Problem to solve: From the entries below, copy exactly the lines from the one that contains "of the hand" through the one that contains "the concrete ceiling", both included, and only those.

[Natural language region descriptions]
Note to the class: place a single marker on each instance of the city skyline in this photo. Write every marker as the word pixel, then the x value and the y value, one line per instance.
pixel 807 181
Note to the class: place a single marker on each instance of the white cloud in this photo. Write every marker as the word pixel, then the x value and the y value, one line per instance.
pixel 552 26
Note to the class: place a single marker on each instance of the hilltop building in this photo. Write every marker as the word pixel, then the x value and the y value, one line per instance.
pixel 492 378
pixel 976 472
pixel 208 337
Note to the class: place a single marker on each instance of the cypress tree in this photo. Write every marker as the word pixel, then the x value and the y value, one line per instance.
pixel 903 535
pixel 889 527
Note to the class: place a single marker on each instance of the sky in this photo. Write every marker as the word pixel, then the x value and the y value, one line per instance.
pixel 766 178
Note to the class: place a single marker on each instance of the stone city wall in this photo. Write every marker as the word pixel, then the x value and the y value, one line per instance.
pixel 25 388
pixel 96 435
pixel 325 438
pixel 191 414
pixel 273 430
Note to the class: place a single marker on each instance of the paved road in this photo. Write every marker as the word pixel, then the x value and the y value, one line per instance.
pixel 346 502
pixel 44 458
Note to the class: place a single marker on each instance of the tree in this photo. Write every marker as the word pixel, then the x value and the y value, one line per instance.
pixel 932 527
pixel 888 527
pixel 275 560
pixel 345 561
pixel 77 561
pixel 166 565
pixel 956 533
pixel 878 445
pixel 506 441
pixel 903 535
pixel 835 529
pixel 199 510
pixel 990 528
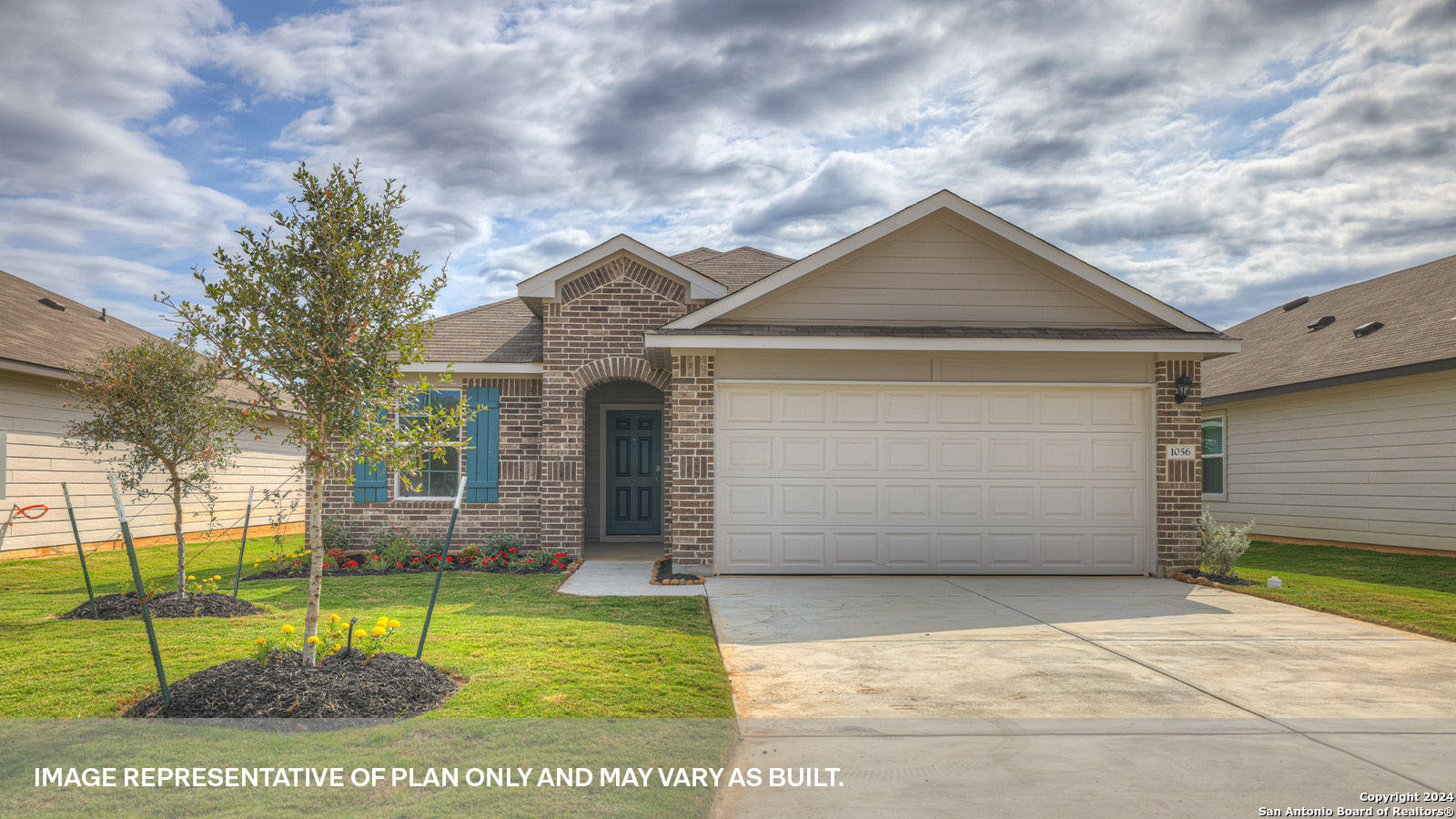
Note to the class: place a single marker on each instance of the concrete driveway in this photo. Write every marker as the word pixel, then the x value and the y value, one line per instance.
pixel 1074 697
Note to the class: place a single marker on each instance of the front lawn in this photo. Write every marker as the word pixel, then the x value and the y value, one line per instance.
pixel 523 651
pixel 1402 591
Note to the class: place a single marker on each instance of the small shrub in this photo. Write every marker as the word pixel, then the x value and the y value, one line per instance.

==

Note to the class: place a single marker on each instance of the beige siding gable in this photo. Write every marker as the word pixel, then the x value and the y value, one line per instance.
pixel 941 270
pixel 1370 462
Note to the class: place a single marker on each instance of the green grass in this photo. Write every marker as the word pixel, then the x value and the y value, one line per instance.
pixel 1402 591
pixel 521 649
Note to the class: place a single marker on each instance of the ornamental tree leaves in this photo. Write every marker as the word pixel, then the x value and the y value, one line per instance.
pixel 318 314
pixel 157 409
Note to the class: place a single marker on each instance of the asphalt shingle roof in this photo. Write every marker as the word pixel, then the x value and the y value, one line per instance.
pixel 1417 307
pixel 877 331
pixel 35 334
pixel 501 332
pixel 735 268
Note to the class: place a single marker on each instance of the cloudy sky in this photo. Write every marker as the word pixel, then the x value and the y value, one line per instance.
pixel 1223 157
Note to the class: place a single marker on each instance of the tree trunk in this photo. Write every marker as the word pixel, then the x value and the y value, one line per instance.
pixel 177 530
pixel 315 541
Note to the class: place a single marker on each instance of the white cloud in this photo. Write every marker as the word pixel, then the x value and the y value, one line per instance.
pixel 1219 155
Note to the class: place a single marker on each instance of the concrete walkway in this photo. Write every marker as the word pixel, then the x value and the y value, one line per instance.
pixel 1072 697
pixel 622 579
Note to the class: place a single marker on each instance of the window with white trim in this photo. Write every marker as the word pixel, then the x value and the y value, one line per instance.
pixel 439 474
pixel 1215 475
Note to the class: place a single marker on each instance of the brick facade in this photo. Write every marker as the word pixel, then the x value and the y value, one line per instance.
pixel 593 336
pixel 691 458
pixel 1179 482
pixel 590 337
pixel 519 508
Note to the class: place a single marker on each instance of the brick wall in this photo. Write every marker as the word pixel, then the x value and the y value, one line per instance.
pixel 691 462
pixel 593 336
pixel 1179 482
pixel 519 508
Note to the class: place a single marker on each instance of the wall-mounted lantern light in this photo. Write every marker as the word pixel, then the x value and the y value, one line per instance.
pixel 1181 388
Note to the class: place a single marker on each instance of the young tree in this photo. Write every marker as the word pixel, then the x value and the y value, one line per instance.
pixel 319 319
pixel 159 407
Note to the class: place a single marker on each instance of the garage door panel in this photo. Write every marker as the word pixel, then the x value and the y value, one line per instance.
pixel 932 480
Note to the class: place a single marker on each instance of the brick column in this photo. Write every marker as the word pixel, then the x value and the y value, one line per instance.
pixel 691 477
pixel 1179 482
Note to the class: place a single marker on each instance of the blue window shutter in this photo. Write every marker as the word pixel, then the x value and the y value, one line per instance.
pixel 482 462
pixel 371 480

--

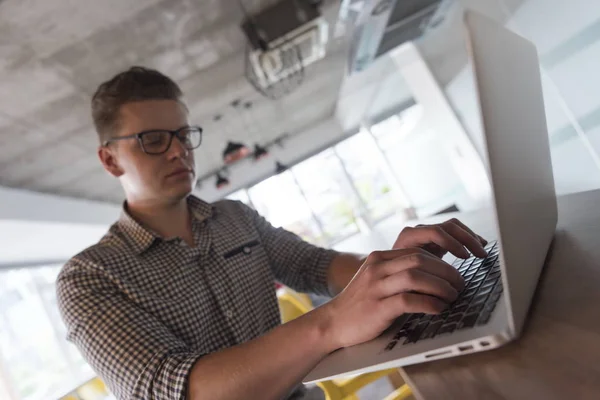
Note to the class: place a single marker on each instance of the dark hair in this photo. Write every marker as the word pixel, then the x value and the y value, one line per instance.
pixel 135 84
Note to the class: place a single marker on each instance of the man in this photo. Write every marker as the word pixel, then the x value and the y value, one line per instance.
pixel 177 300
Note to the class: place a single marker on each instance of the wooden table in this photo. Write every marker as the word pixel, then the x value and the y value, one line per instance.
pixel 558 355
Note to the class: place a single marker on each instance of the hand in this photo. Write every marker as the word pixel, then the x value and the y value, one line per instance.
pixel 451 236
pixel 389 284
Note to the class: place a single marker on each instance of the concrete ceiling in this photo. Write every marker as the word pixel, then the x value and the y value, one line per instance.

Task result:
Note to the class: place a single marker on each instance of the hand in this photo. Write every marker as the word pixel, then the x value and the y value, one line per instance.
pixel 451 236
pixel 389 284
Note to the class: place a single marker on each instance of the concrete ceiling in this photo. Write every marker as the word pixel, then the x value and the y value, one line per instance.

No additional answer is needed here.